Begin Provided records

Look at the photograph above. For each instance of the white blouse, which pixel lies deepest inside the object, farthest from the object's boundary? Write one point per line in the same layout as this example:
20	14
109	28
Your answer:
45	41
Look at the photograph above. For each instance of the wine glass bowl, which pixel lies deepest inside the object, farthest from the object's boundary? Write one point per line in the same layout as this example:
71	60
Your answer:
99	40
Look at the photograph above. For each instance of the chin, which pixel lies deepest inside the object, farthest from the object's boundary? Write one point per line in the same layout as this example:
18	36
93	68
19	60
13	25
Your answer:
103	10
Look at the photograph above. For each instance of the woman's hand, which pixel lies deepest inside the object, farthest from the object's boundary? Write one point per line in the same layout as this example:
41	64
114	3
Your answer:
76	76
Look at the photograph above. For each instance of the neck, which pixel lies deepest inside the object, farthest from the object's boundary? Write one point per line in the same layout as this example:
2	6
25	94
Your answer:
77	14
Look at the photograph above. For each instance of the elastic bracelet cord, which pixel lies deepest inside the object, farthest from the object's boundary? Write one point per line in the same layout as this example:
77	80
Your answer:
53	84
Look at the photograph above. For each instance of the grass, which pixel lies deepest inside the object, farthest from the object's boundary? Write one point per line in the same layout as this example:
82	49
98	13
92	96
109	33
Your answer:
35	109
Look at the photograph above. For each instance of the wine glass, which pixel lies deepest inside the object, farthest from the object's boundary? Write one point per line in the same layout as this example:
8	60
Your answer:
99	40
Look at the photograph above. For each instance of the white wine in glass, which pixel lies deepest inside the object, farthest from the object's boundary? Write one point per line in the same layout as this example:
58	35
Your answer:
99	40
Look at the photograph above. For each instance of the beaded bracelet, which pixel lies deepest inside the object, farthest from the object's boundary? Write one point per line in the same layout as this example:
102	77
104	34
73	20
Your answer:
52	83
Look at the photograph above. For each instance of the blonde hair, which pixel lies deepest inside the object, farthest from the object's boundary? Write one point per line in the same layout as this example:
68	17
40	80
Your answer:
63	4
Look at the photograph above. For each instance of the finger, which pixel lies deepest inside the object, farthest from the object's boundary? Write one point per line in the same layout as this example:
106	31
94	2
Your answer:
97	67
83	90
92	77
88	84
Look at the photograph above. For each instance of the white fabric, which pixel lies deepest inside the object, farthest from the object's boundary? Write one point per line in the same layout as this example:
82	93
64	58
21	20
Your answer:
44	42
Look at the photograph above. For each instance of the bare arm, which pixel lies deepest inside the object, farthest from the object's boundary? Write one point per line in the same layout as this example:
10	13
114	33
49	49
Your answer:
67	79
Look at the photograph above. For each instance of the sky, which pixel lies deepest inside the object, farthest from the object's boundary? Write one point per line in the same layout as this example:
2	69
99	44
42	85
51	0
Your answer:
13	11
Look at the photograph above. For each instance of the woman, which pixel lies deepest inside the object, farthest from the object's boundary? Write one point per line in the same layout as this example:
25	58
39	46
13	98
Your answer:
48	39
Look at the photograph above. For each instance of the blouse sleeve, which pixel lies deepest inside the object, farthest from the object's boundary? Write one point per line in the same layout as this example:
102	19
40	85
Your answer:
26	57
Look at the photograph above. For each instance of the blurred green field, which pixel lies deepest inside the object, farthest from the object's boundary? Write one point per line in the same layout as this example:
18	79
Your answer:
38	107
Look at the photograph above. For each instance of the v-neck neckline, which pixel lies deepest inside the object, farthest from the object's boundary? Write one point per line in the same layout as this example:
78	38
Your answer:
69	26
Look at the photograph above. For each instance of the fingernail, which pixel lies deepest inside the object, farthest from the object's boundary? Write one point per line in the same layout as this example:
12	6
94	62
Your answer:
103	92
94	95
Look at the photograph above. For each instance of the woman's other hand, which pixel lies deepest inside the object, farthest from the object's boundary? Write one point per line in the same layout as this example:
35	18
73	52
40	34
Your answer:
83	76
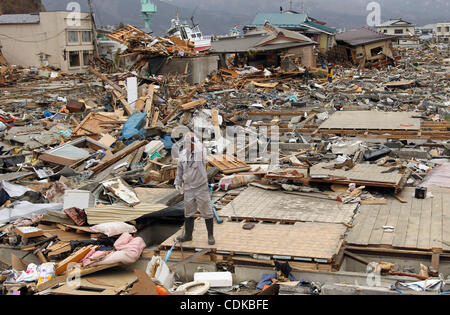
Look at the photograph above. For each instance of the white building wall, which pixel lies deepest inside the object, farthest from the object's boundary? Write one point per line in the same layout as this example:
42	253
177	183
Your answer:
23	44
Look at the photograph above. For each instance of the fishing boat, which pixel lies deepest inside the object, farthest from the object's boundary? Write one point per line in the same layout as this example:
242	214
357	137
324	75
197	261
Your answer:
184	31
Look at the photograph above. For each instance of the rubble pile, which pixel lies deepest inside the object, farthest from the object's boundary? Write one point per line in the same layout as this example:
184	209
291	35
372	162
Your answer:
83	170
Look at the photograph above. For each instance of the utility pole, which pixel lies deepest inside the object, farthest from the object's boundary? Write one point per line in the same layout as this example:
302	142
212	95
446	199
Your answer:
94	27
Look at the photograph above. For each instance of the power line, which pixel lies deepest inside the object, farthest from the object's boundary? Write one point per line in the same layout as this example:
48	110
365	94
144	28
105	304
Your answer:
33	41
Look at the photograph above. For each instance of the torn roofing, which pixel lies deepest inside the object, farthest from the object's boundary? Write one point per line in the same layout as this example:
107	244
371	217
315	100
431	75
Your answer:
262	39
396	22
280	19
362	36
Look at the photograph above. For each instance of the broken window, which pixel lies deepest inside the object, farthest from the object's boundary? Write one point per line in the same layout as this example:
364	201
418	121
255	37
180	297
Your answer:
86	36
86	55
74	59
73	37
375	51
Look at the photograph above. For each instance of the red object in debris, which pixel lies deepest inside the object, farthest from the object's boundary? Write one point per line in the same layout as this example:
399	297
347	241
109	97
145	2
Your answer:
161	290
75	107
77	215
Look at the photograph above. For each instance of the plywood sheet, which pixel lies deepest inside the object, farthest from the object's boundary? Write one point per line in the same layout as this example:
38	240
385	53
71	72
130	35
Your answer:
359	173
302	240
419	224
257	203
371	120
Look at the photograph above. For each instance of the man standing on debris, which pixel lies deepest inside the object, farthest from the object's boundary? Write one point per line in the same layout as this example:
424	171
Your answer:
306	75
330	73
192	181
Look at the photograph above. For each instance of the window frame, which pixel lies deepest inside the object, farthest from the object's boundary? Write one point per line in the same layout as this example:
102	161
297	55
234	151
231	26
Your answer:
82	36
70	61
69	42
89	54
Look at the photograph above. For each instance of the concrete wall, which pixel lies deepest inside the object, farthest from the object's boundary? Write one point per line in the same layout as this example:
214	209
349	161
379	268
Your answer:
198	67
23	44
364	52
326	42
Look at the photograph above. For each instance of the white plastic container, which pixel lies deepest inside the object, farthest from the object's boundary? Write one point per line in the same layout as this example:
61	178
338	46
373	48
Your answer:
80	199
216	279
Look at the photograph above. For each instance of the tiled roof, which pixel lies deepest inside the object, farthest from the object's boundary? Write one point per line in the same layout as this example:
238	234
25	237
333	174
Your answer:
362	36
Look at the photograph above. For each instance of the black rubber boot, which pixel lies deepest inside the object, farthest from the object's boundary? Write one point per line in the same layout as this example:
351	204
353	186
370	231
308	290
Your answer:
188	229
210	228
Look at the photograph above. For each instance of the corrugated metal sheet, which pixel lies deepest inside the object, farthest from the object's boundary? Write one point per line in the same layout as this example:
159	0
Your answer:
321	27
280	19
19	19
362	36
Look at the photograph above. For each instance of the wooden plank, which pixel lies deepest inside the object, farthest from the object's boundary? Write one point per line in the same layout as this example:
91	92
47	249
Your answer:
446	219
377	230
369	224
155	118
125	104
144	286
394	213
149	103
215	121
193	104
424	237
119	155
402	225
302	239
170	115
412	233
437	222
61	267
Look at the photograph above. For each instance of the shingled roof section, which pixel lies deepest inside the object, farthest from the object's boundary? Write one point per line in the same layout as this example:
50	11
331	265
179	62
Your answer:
362	36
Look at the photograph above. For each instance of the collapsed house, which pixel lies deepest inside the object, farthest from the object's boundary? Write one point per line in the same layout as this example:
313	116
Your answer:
405	31
266	46
299	22
363	46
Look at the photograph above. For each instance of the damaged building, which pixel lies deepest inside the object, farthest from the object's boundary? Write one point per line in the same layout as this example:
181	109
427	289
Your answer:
48	39
363	46
266	46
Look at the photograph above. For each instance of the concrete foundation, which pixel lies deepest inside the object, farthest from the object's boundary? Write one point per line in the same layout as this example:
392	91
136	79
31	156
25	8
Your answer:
198	68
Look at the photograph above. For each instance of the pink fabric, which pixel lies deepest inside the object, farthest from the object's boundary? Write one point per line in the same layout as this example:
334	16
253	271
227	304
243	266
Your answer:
90	258
129	249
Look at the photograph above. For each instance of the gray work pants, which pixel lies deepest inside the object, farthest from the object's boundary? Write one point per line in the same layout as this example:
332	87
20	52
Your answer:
198	199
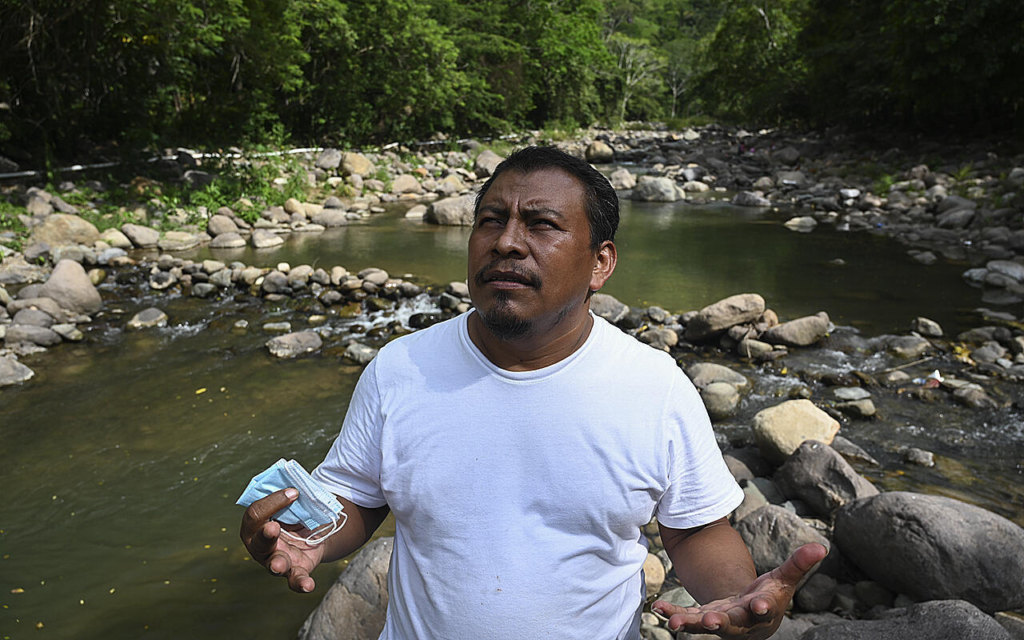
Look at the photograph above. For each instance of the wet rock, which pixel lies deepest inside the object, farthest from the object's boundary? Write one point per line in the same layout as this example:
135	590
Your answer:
940	620
262	239
650	188
819	476
70	286
359	353
717	317
799	333
772	534
779	430
140	236
933	548
147	318
927	328
12	372
751	199
295	344
608	307
61	229
355	605
452	211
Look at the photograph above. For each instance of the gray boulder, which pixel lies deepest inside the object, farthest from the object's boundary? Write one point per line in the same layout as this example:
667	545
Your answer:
61	229
715	318
938	620
772	534
799	333
452	211
822	478
354	607
292	345
12	372
71	288
932	548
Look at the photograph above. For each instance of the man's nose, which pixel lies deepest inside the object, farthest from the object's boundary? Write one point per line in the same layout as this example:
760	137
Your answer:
512	239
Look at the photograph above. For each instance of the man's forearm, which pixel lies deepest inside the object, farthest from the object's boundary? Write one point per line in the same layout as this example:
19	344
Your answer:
711	561
358	528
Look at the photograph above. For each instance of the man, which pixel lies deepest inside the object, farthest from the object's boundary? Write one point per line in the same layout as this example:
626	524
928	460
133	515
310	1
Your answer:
522	445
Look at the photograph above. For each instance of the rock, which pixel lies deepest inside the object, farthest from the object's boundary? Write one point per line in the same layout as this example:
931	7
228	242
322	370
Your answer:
751	199
721	399
140	236
356	164
262	239
607	307
651	188
772	534
933	548
599	153
485	163
42	336
927	328
354	607
622	179
799	333
705	374
452	211
820	477
61	229
70	286
292	345
147	318
231	240
801	223
359	353
717	317
940	620
12	372
220	224
406	183
329	159
779	430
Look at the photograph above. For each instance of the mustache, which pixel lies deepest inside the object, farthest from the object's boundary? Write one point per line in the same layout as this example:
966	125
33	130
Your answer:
497	265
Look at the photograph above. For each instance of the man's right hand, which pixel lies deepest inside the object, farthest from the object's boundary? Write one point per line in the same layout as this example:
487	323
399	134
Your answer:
280	554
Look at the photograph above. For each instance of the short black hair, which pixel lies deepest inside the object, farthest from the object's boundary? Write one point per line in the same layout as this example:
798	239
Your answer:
602	202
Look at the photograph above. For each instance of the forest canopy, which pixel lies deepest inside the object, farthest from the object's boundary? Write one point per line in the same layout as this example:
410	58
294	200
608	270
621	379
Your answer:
134	74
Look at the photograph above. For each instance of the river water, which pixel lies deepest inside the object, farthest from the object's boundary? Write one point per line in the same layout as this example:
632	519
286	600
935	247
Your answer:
123	458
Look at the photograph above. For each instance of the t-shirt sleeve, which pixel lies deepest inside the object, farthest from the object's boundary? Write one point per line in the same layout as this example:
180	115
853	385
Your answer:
352	467
700	487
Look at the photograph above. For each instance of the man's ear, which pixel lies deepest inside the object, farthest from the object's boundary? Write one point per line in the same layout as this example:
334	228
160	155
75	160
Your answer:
604	264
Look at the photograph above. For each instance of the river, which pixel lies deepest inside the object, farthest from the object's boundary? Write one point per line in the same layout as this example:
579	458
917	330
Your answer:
123	458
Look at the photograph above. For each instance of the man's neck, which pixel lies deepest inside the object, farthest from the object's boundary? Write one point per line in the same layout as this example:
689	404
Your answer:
532	352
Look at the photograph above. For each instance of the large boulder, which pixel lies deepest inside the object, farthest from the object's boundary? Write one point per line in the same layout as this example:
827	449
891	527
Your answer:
772	534
715	318
938	620
650	188
71	288
822	478
933	548
355	606
454	211
799	333
60	229
779	430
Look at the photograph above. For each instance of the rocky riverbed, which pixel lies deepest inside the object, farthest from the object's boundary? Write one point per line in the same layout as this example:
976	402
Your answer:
791	397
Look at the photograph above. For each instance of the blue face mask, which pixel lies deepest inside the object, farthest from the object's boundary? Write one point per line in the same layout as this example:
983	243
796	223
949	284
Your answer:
315	508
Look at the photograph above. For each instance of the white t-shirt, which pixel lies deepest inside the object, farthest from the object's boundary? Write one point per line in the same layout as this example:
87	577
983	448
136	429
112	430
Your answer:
519	496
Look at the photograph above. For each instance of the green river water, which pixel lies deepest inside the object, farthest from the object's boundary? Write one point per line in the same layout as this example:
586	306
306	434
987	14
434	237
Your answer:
122	459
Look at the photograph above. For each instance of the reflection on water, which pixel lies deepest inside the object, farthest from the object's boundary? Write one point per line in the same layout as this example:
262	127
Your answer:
122	460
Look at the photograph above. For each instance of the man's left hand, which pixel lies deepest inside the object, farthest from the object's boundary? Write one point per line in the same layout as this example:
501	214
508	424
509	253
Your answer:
756	612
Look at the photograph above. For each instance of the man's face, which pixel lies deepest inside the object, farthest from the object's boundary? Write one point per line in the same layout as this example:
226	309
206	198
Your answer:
530	264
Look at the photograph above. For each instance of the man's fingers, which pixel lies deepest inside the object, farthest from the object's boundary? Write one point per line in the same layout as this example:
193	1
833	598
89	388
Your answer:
802	561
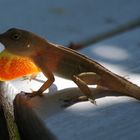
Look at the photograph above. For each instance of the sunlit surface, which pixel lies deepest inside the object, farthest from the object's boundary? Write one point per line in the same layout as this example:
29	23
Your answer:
111	52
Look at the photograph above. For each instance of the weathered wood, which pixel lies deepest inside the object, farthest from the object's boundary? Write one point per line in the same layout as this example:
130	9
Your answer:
7	94
4	135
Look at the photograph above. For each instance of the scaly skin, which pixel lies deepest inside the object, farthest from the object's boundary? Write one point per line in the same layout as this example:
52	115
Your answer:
13	66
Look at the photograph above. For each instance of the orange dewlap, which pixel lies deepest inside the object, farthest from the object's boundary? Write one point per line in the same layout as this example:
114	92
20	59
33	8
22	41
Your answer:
12	66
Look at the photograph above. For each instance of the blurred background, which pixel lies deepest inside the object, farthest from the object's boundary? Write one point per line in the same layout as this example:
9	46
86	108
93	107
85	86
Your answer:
67	21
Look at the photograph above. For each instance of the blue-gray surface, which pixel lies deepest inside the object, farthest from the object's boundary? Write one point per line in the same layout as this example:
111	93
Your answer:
63	21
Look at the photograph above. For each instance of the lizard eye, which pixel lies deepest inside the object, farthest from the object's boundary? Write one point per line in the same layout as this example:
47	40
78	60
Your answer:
16	36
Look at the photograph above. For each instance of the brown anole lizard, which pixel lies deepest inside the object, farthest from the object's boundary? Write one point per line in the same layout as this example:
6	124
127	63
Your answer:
64	62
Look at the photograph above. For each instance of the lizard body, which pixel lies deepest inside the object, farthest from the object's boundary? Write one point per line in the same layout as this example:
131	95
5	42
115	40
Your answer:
67	63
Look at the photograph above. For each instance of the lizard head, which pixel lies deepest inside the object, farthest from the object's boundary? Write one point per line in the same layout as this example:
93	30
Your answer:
21	42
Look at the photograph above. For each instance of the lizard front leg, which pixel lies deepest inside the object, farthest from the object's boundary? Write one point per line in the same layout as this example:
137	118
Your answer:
83	80
45	86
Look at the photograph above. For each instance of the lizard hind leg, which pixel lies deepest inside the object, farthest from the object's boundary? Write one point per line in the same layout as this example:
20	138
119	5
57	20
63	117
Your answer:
83	80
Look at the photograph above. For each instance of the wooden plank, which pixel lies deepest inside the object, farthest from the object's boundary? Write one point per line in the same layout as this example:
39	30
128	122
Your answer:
114	116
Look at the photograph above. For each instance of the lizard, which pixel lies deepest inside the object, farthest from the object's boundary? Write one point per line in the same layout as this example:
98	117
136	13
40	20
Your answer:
56	59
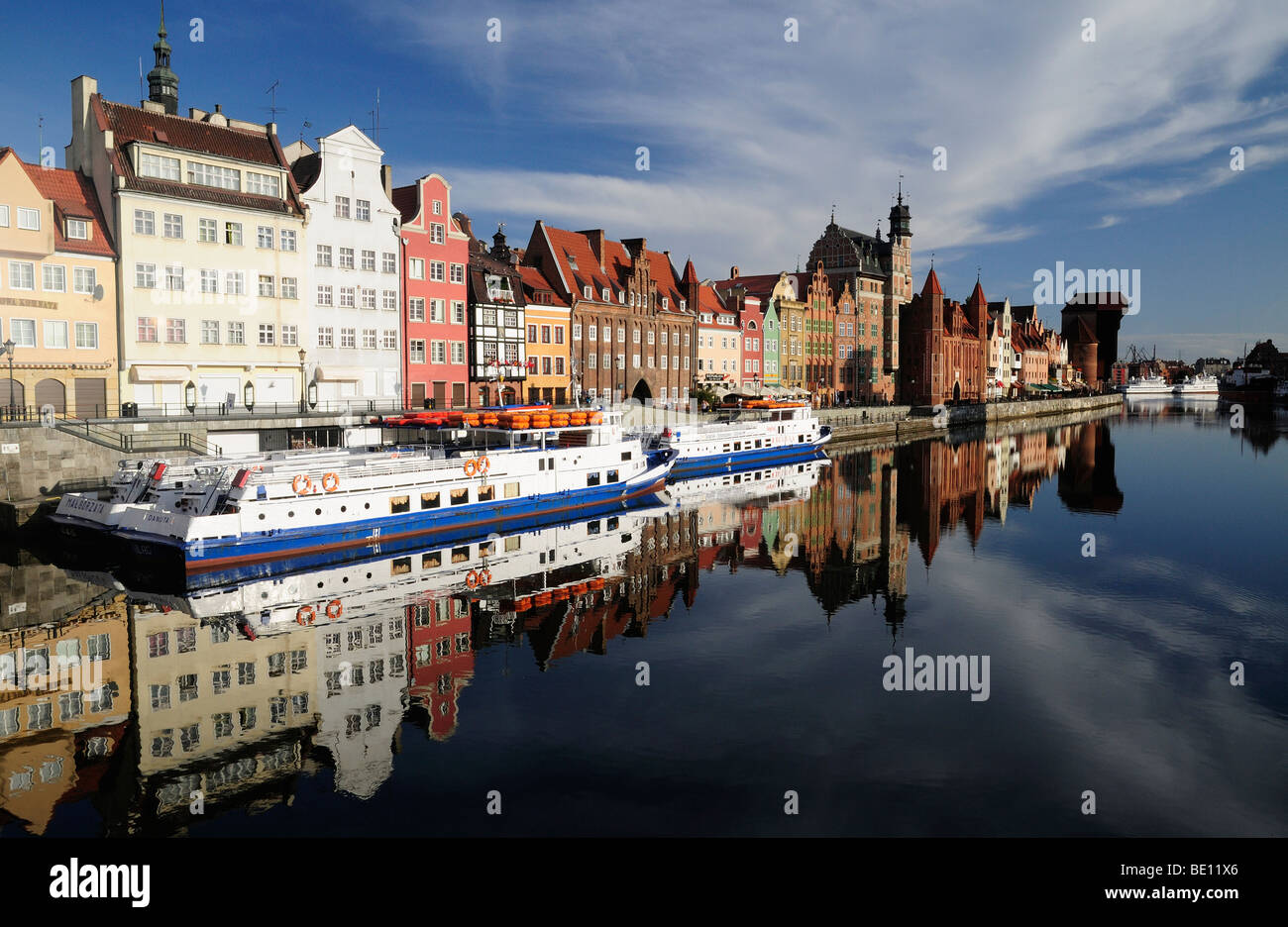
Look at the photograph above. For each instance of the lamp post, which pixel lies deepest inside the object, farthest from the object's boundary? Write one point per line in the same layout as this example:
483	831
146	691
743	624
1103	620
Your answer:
7	348
303	356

End Provided records

*Your objective*.
Exactly reproduce the lines beginning at the one that contains "lizard body, which" and ending at the final line of the material, with the pictures left out.

*Exercise output*.
Look at the photograph above. For each instance of the lizard body, which pixel lies deepest inside the object, farthest from the object's boundary? Write one point per line in the same layout as this example:
131	95
5	42
115	40
Your answer:
67	63
Look at the photograph above. For each instance of the lizard head, which pixel lies deepest inside the object, farthest from the object's boundary? Write one point per line in the same layout as this example:
93	30
Your answer:
21	42
Look at the photograph above. For each instance of the lizard front leg, which pixel lies deepest inside the object, farthest from the object's boundary? Write one point per line in the same layout as this example:
137	118
Your answer:
83	80
45	86
Look at the photograph above. For each instance of the lizard hind leg, which pixel lies deepest inside the object, farthest from the object's boundary? Write one point per line in the same layout as this example:
20	138
119	5
57	20
63	117
Your answer:
83	80
Look at the photograph above. For each instance of the wooden plank, which pixel lies deepest inside the object, farthest from the object's boundary? Write one point per line in the same layout as this example:
39	30
128	122
Your answer:
114	116
Look at the photograph above. For each instance of the lizard, which pixel lies deepest inside the object, farthest from the object's boundary? Write one point per line in the same layout as this example:
98	117
136	13
40	20
Your answer:
56	59
Look at the photograph above. For each instance of the lamp post, which pixel lies deepest inside the object, farthest from the object's boundary? Write one point per line in the same layout as this example:
483	831
146	691
743	624
1103	620
Your answer:
7	348
303	356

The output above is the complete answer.